• _PROBLEM_:
Can you gather every line of the material below that contains the word "door" and copy each one?
===== GIVEN RECORDS
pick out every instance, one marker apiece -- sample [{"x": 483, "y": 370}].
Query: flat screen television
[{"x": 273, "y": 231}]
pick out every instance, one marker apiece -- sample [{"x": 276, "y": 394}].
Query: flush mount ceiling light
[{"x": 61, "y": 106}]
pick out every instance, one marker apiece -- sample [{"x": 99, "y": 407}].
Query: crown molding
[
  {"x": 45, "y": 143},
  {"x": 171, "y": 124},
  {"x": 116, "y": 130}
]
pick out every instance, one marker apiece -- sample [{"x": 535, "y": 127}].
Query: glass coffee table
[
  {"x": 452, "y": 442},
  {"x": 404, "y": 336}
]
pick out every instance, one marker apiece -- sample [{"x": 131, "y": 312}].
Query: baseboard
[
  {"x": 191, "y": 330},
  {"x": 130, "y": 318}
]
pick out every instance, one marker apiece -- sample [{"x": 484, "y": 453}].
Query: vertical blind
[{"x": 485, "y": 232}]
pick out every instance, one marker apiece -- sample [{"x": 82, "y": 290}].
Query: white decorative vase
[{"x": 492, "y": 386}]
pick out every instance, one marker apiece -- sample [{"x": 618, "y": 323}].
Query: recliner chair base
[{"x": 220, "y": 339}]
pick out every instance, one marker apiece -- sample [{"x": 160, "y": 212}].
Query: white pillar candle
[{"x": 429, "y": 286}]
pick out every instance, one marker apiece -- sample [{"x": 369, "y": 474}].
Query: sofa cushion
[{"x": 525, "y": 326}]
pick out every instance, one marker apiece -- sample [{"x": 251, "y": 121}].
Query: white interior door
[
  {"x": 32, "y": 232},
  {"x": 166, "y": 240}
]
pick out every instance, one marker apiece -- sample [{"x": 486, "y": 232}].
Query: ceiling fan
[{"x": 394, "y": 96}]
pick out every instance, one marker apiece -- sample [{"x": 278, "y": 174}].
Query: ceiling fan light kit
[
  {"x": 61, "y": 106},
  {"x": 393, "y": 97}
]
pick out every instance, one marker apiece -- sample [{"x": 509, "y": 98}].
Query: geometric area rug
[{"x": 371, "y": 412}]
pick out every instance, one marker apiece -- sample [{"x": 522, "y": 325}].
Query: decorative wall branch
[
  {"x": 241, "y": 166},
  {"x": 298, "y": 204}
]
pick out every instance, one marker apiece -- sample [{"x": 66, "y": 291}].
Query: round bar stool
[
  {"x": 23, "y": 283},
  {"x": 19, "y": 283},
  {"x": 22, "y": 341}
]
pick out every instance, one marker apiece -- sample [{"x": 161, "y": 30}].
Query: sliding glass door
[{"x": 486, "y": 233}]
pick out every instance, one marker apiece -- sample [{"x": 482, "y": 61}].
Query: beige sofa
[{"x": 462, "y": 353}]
==========
• _EXERCISE OUTPUT_:
Query: white interior door
Query: sliding glass door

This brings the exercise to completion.